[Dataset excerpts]
....

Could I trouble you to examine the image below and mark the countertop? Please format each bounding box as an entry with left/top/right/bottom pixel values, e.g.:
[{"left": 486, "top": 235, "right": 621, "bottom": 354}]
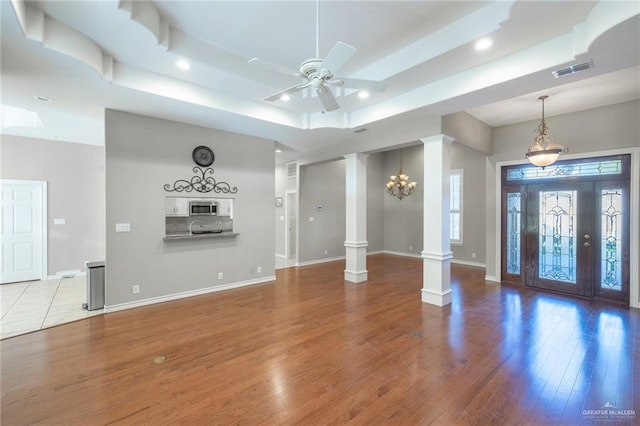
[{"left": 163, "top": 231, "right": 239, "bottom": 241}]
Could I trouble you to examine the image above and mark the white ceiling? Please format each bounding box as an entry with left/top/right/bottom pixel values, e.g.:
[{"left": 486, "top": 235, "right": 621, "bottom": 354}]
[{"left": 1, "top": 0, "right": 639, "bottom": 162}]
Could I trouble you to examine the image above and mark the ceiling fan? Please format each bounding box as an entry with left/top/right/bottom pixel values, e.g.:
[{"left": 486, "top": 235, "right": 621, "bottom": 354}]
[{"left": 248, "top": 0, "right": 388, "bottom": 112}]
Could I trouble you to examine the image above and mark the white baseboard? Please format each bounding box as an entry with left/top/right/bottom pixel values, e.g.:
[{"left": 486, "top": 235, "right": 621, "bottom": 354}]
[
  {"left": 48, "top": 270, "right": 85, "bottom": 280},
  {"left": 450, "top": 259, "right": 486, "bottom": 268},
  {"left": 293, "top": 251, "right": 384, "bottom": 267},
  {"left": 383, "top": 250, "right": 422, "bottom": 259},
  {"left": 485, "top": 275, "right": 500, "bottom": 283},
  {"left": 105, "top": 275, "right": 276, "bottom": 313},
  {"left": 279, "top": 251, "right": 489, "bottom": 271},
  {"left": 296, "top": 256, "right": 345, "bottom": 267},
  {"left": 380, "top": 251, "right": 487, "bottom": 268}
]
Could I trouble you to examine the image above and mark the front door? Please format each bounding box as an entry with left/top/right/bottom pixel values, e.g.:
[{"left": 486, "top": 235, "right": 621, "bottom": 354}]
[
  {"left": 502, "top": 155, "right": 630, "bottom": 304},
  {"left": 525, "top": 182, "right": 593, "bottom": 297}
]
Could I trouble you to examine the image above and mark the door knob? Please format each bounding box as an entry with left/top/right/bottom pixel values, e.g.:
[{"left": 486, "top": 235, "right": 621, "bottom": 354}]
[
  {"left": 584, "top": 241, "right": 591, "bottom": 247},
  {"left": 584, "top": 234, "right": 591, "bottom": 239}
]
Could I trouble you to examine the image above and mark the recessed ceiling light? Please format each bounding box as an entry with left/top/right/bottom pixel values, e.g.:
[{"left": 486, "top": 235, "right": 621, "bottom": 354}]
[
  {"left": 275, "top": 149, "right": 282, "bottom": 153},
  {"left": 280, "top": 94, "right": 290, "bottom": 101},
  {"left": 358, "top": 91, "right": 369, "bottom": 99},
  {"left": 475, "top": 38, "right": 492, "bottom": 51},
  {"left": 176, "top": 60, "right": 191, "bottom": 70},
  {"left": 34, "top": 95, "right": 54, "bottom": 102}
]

....

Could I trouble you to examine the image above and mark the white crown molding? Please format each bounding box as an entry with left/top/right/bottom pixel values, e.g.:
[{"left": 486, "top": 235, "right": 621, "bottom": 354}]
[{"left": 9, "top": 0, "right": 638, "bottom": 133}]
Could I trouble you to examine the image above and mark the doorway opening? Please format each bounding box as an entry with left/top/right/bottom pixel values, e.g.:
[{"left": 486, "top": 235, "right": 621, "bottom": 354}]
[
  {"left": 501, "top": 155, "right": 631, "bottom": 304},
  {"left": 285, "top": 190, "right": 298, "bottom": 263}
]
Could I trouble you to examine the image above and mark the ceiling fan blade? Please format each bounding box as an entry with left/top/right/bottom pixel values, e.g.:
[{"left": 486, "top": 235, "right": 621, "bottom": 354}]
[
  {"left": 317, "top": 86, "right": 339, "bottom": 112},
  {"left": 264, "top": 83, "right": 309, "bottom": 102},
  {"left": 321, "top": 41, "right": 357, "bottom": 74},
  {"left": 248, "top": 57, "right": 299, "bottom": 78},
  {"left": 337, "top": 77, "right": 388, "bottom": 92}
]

....

#### Task goal
Among the lines above, find the ones containing "white" and copy them.

#### Exercise answer
Could I trouble you to examine the image above and mark the white ceiling? Please format each bounding box as an entry with left/top/right/bottom pixel values, e.g.:
Could I trouble you to examine the image above and mark the white baseboard? Please format each bounding box as an entry with left/top/right/bottom pixel values, e.g.:
Could I trouble you to examine the image above and mark the white crown molding? Please format each bounding box as an entry with left/top/right/bottom pixel values, e.g.:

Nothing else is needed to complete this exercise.